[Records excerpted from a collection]
================
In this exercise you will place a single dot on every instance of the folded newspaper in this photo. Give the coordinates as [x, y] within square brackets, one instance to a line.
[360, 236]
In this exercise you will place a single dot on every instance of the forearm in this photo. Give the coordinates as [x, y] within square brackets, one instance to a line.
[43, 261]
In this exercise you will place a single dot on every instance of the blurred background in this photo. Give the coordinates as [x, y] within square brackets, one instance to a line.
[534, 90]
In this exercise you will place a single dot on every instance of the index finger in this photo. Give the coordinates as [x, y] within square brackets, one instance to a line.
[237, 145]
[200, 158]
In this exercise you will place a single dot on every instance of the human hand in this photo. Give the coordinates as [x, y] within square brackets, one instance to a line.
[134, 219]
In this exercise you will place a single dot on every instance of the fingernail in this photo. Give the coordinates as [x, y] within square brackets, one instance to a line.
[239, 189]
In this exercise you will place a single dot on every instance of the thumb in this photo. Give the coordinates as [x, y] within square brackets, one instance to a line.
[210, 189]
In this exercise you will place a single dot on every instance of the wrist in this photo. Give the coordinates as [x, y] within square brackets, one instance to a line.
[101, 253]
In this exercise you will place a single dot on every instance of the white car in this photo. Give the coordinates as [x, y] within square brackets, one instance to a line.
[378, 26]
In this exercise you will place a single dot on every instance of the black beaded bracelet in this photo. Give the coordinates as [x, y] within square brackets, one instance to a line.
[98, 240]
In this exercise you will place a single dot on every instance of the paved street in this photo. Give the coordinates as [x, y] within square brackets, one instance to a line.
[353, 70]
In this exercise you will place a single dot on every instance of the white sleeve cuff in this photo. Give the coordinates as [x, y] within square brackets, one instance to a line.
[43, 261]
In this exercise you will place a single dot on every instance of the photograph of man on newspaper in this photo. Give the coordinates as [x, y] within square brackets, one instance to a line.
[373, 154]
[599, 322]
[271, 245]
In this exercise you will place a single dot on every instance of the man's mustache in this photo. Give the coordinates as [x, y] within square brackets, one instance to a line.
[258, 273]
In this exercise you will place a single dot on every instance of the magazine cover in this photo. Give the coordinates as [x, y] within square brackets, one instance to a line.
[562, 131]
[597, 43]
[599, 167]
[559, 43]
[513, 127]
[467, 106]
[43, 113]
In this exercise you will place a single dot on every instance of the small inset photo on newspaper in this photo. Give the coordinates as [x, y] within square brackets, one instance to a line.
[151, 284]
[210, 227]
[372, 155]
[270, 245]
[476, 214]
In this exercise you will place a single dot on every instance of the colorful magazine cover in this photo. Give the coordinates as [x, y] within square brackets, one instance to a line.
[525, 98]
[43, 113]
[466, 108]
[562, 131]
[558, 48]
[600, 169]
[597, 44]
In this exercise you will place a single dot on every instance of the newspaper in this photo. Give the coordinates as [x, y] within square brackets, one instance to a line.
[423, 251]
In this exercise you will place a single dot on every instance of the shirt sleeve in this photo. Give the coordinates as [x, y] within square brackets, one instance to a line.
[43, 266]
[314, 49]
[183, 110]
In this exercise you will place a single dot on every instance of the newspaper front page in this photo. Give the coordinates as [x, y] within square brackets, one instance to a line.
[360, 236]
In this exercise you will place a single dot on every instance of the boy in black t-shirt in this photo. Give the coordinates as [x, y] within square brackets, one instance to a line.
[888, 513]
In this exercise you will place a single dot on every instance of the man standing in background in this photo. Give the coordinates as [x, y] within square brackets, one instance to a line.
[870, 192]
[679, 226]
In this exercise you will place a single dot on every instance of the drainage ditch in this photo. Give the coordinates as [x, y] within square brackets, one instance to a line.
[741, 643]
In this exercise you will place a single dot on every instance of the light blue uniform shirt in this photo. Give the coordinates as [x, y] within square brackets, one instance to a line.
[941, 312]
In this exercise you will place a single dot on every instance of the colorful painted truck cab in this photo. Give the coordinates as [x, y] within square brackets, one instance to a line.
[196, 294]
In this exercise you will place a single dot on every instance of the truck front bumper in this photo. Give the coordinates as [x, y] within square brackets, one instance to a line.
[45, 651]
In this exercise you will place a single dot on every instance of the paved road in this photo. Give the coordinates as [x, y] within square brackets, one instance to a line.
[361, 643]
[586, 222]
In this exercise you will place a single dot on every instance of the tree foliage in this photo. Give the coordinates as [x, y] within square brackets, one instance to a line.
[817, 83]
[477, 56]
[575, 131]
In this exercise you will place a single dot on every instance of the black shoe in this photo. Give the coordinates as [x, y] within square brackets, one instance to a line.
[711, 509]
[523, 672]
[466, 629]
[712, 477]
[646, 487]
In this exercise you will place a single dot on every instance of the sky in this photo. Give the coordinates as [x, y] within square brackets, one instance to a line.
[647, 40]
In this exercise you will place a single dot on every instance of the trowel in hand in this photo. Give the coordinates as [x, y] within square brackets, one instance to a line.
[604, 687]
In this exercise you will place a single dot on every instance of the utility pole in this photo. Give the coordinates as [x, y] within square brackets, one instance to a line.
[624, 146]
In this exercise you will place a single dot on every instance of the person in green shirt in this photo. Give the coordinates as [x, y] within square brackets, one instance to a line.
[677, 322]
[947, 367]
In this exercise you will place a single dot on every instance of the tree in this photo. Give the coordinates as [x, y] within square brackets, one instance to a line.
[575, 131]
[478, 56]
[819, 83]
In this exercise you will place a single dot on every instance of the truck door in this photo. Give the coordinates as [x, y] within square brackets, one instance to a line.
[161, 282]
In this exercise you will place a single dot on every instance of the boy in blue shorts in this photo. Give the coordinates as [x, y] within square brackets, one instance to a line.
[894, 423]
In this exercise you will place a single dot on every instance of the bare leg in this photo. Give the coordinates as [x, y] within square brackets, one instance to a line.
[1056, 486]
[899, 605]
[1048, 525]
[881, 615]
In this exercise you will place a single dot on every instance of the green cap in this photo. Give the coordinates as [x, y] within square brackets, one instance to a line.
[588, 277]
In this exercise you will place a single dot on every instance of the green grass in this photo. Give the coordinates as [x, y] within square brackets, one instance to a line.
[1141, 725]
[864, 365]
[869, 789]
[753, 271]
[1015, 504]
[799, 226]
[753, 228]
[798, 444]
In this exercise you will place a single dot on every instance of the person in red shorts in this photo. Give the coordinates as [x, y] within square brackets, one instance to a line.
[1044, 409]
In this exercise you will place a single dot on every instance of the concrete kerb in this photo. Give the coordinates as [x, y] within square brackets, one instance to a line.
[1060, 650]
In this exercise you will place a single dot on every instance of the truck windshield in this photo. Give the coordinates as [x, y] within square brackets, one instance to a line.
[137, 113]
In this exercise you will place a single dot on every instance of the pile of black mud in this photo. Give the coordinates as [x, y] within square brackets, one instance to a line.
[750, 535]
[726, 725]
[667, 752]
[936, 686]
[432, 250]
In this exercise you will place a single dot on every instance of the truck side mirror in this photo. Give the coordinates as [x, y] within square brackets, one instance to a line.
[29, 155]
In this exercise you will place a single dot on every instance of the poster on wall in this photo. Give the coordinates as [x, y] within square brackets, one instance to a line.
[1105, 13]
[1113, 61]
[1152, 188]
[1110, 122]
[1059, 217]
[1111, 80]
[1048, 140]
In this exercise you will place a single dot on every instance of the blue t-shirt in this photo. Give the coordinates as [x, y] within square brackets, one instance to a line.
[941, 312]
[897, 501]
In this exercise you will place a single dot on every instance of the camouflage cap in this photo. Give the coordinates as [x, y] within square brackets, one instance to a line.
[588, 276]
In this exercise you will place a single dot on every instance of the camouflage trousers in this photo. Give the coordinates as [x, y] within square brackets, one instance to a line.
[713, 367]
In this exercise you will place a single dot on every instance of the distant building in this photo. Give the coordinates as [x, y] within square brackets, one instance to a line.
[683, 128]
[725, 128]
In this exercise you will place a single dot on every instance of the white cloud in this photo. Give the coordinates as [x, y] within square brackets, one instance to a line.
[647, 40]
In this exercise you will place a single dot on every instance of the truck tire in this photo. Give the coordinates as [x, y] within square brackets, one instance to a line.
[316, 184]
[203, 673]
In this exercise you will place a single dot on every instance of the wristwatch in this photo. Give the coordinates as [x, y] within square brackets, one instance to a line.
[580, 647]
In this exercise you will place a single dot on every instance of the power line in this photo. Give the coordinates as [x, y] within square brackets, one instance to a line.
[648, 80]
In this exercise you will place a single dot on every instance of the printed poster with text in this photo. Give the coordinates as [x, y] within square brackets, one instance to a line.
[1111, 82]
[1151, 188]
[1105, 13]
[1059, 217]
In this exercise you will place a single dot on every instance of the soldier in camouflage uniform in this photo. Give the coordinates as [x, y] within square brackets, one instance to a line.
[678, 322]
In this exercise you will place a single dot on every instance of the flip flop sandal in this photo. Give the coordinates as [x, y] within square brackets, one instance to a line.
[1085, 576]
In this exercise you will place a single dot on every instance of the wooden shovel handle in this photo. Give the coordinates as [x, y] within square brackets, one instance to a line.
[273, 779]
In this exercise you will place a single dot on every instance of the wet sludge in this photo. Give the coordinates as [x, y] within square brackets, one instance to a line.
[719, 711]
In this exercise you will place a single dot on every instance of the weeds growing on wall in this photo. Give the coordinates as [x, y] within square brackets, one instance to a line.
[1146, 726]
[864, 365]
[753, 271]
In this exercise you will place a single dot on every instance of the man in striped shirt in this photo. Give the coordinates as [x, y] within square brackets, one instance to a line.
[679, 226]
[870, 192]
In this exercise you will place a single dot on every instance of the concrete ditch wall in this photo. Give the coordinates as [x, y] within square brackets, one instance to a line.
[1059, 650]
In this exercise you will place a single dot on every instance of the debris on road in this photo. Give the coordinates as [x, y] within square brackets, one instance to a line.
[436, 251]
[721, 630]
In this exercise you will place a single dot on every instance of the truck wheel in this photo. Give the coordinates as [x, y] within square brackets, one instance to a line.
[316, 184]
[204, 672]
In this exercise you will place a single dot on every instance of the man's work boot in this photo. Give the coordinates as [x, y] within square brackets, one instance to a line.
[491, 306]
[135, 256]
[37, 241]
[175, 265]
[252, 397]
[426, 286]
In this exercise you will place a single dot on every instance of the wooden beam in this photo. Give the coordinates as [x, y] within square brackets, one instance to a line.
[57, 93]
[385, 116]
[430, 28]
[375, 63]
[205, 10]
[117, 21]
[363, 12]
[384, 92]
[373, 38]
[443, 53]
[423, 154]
================
Return, unchanged, each line from the line containing "the truck wheel" through the last line of the material.

- [Solution]
In this exercise you will place a single dot on every instance of the truck wheel in this photo. Give the coordinates as [x, y] within square brackets, one instance to a line.
[316, 184]
[204, 672]
In this exercise you will place a single dot on every instance of the man's work boot in this photo. Give the coordinates as [x, y] within square brackets, one instance to a line.
[491, 306]
[135, 256]
[37, 241]
[175, 265]
[252, 397]
[426, 286]
In this exercise you will place a single dot on every instance of the wooden beam in this photo. Give the coordinates as [x, y] within square brackets, one instance to a line.
[57, 93]
[385, 116]
[430, 28]
[375, 63]
[205, 10]
[117, 21]
[363, 12]
[384, 92]
[373, 38]
[443, 53]
[423, 154]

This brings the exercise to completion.